• WORK TO DO: Give every line of the items below as one numbered list, and leave out the blank lines.

>>

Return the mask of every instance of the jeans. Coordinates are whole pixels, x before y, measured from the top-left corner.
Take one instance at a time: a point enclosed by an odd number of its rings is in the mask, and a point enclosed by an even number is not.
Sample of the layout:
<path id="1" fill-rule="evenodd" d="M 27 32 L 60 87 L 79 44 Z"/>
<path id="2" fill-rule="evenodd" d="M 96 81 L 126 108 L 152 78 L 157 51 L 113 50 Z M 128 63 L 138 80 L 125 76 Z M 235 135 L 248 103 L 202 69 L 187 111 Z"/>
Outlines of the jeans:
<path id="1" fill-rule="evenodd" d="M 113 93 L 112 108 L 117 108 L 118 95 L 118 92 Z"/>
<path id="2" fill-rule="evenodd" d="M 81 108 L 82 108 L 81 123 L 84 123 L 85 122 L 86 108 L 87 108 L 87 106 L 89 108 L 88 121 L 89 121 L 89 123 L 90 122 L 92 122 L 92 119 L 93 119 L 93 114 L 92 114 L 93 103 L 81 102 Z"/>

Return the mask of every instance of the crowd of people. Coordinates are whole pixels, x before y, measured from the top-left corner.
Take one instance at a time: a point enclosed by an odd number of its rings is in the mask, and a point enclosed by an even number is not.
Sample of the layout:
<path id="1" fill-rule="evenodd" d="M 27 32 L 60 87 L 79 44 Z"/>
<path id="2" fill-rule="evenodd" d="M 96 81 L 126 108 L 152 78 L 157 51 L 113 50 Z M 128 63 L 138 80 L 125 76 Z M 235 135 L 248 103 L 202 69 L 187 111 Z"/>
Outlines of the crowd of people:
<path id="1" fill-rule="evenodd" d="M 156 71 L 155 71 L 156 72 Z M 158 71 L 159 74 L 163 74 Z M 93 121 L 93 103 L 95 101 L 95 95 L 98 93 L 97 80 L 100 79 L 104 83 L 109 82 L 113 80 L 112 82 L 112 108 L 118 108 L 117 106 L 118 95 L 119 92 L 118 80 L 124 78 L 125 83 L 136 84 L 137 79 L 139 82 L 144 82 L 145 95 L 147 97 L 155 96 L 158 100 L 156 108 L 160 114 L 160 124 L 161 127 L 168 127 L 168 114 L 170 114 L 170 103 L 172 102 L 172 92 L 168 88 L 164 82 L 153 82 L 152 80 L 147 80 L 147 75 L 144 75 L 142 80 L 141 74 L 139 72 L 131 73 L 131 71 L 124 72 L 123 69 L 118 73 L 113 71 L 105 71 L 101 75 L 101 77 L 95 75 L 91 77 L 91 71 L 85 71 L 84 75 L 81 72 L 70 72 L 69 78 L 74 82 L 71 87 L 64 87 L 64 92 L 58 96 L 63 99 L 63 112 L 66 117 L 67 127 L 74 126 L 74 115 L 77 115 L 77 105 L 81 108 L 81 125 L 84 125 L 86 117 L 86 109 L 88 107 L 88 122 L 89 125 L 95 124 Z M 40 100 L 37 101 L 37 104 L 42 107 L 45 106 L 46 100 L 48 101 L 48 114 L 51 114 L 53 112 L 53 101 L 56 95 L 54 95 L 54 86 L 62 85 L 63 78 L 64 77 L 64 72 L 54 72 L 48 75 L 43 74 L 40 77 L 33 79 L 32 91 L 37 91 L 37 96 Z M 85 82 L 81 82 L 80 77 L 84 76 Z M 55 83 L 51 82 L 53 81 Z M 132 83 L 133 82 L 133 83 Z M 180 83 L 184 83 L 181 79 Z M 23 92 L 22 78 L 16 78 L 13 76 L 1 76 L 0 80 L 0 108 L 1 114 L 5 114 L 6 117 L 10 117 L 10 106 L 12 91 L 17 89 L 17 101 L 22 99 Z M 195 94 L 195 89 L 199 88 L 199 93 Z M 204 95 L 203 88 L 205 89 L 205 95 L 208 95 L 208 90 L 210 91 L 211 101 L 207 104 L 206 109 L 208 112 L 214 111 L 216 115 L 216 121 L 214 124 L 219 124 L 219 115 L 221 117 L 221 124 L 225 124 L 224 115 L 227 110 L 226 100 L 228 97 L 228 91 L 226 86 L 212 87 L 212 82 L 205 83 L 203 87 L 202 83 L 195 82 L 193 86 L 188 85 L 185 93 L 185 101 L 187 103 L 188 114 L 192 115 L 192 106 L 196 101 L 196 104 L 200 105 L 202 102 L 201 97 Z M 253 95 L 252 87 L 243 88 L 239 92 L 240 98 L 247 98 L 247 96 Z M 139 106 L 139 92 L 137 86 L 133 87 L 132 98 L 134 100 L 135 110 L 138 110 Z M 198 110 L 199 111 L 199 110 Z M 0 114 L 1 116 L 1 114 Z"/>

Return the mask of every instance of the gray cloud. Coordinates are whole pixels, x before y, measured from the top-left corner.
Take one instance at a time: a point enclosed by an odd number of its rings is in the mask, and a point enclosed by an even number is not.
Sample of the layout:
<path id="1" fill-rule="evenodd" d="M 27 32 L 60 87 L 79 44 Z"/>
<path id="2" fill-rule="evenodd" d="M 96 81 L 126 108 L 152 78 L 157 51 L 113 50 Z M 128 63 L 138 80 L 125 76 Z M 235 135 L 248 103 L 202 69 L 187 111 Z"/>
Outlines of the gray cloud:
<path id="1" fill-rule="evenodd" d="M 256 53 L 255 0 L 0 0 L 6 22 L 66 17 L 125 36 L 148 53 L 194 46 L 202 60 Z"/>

<<

• RESULT FOR THIS EXERCISE:
1. Return the mask of every instance of the jeans. Coordinates are whole pixels, x before y, measured from the top-left corner.
2. Take one instance at a time: a point enclosed by an odd number of its rings is in the mask, and a point enclosed by an even number is not.
3. Sample of the layout:
4. <path id="1" fill-rule="evenodd" d="M 27 32 L 60 87 L 79 44 Z"/>
5. <path id="2" fill-rule="evenodd" d="M 96 81 L 126 108 L 152 78 L 157 51 L 113 50 Z M 128 63 L 138 80 L 125 76 Z M 235 135 L 248 103 L 202 69 L 187 111 Z"/>
6. Outlines of the jeans:
7. <path id="1" fill-rule="evenodd" d="M 113 93 L 112 108 L 117 108 L 118 95 L 118 92 Z"/>
8. <path id="2" fill-rule="evenodd" d="M 81 108 L 82 108 L 81 123 L 84 123 L 85 122 L 86 108 L 87 108 L 87 106 L 89 108 L 88 121 L 89 121 L 89 123 L 90 122 L 92 122 L 92 119 L 93 119 L 93 114 L 92 114 L 93 103 L 81 102 Z"/>
9. Return the mask of every instance of the crowd of people. Coordinates are whole pixels, x before y, measured from the top-left corner.
10. Take one instance at a time: a point enclosed by an odd number of its rings is in the mask, and a point enclosed by an even number is not.
11. Sample of the layout:
12. <path id="1" fill-rule="evenodd" d="M 27 32 L 60 87 L 79 44 Z"/>
13. <path id="2" fill-rule="evenodd" d="M 96 81 L 126 108 L 152 78 L 157 51 L 113 50 Z M 128 63 L 138 80 L 125 76 Z M 235 135 L 248 103 L 202 69 L 187 111 Z"/>
14. Outlines of the crowd of people:
15. <path id="1" fill-rule="evenodd" d="M 156 71 L 155 71 L 156 72 Z M 158 71 L 159 74 L 163 74 Z M 93 121 L 93 103 L 95 101 L 95 95 L 98 93 L 97 80 L 100 79 L 104 83 L 109 82 L 113 80 L 112 82 L 112 108 L 118 108 L 117 106 L 118 95 L 119 92 L 118 80 L 124 78 L 125 83 L 136 84 L 137 79 L 139 82 L 144 82 L 145 95 L 147 97 L 155 96 L 158 100 L 156 108 L 160 114 L 160 124 L 161 127 L 168 127 L 168 114 L 170 114 L 170 103 L 172 102 L 172 92 L 168 88 L 164 82 L 153 82 L 152 80 L 147 80 L 147 75 L 144 75 L 142 80 L 141 74 L 139 72 L 131 73 L 131 71 L 124 72 L 123 69 L 118 73 L 113 71 L 105 71 L 101 75 L 101 77 L 95 75 L 91 77 L 91 71 L 85 71 L 84 75 L 81 72 L 70 72 L 69 78 L 74 82 L 71 87 L 64 87 L 64 92 L 58 96 L 63 99 L 63 112 L 66 117 L 67 127 L 74 126 L 74 115 L 77 115 L 77 105 L 81 108 L 81 125 L 84 125 L 86 117 L 86 109 L 88 107 L 88 122 L 89 125 L 95 124 Z M 40 100 L 37 101 L 37 104 L 42 107 L 45 106 L 46 100 L 48 101 L 48 114 L 51 114 L 53 112 L 53 101 L 56 95 L 54 95 L 54 86 L 62 85 L 63 78 L 64 77 L 64 72 L 54 72 L 48 75 L 43 74 L 40 77 L 33 79 L 32 91 L 37 91 L 37 96 Z M 85 82 L 81 82 L 80 77 L 84 76 Z M 55 83 L 51 82 L 53 81 Z M 132 83 L 133 82 L 133 83 Z M 180 83 L 184 83 L 181 79 Z M 23 92 L 22 78 L 16 78 L 13 76 L 1 76 L 0 80 L 0 108 L 1 114 L 5 114 L 6 117 L 10 117 L 10 106 L 12 91 L 17 89 L 17 101 L 22 99 Z M 195 94 L 195 89 L 199 88 L 199 93 Z M 204 95 L 203 88 L 205 89 L 205 95 L 208 95 L 208 90 L 210 91 L 211 101 L 207 104 L 206 109 L 208 112 L 214 111 L 216 115 L 216 121 L 214 124 L 219 124 L 219 115 L 221 117 L 221 124 L 225 124 L 224 115 L 227 110 L 226 100 L 228 97 L 228 91 L 226 86 L 212 87 L 212 82 L 205 83 L 203 87 L 202 83 L 195 82 L 193 86 L 188 85 L 185 93 L 185 101 L 187 103 L 188 114 L 192 115 L 192 106 L 196 101 L 196 104 L 200 105 L 202 102 L 201 97 Z M 253 95 L 252 87 L 243 88 L 239 92 L 240 98 L 247 98 L 247 96 Z M 139 106 L 139 92 L 137 86 L 133 87 L 132 98 L 134 100 L 135 110 L 138 110 Z M 198 110 L 199 111 L 199 110 Z M 0 114 L 1 116 L 1 114 Z"/>
16. Return the mask of every instance of the gray cloud. Coordinates are whole pixels, x before y, measured from the top-left corner.
17. Take one instance at a time: a point enclosed by an odd number of its rings is in the mask, and a point enclosed by an even number is not.
18. Sample of the layout:
19. <path id="1" fill-rule="evenodd" d="M 27 32 L 60 87 L 79 44 Z"/>
20. <path id="2" fill-rule="evenodd" d="M 96 81 L 126 108 L 152 78 L 157 51 L 113 50 Z M 128 63 L 138 80 L 125 76 Z M 235 135 L 248 103 L 202 69 L 187 111 Z"/>
21. Outlines of the gray cloud:
22. <path id="1" fill-rule="evenodd" d="M 256 53 L 255 0 L 0 0 L 6 22 L 66 17 L 125 36 L 148 53 L 194 46 L 202 60 Z"/>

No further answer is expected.